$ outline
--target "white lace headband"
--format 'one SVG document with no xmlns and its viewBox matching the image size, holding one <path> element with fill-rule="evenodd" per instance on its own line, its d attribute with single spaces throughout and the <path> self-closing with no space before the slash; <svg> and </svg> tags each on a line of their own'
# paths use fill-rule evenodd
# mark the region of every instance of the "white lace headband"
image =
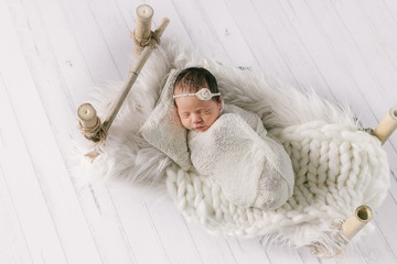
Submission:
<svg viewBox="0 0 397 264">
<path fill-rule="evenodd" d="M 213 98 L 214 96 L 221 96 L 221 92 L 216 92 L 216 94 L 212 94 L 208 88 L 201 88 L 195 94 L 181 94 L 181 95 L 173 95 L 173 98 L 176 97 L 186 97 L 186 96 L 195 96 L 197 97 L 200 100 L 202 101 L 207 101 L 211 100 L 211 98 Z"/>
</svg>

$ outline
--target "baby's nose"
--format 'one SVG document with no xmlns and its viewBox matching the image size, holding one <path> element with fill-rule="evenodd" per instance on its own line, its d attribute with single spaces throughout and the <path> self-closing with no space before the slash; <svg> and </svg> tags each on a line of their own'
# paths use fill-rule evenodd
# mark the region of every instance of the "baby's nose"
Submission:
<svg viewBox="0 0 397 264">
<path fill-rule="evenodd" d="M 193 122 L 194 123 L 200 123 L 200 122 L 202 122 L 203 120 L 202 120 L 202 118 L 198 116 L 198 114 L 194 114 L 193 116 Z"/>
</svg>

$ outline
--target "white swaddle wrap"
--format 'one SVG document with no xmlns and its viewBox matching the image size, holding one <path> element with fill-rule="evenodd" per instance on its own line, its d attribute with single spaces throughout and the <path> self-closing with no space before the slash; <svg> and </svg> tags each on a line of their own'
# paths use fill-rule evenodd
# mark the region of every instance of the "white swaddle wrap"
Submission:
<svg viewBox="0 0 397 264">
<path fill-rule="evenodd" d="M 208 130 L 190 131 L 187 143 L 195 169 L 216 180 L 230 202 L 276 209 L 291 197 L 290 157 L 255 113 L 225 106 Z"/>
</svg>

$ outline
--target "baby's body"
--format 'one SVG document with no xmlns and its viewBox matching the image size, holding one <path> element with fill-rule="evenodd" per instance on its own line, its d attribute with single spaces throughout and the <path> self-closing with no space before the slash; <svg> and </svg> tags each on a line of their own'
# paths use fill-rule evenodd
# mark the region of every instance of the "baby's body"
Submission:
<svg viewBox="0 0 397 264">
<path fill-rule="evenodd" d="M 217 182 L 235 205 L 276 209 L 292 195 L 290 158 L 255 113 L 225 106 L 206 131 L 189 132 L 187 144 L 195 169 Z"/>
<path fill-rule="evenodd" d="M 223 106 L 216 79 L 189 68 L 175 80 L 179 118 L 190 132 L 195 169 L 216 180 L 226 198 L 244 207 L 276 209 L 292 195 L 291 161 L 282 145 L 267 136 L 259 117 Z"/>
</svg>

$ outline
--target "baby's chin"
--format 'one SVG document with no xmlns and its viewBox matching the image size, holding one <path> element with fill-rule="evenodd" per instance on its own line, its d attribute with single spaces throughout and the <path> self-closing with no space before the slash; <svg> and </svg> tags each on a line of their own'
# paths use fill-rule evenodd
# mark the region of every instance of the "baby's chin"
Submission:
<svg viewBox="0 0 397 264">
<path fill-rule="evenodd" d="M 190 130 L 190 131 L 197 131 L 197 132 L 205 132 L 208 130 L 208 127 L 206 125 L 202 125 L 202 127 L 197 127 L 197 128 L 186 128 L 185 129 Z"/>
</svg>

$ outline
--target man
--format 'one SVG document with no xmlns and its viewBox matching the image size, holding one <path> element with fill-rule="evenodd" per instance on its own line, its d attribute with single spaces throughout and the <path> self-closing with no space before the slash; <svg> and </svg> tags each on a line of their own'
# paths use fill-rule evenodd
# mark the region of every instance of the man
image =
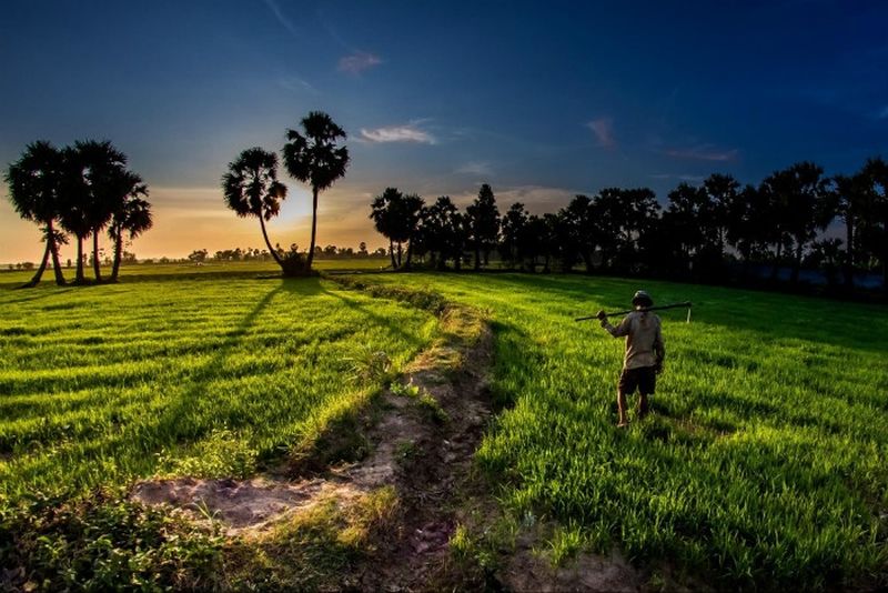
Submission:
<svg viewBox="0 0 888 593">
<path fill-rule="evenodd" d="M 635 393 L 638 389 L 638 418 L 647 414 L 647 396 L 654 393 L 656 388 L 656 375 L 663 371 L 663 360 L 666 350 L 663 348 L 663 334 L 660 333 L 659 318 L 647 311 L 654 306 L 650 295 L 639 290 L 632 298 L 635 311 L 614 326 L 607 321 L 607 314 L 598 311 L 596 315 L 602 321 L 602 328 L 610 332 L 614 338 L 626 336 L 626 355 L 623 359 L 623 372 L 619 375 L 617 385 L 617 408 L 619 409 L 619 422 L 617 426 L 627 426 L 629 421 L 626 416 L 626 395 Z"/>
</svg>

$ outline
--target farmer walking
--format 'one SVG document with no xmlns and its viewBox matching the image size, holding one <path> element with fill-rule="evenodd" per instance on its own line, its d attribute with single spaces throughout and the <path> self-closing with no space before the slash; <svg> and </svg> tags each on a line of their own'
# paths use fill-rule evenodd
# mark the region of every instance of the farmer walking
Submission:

----

= Work to complete =
Locate every line in the entries above that contains the string "headband", and copy each one out.

= Response below =
--target "white lace headband"
# mark the region of every instance of the "white lace headband"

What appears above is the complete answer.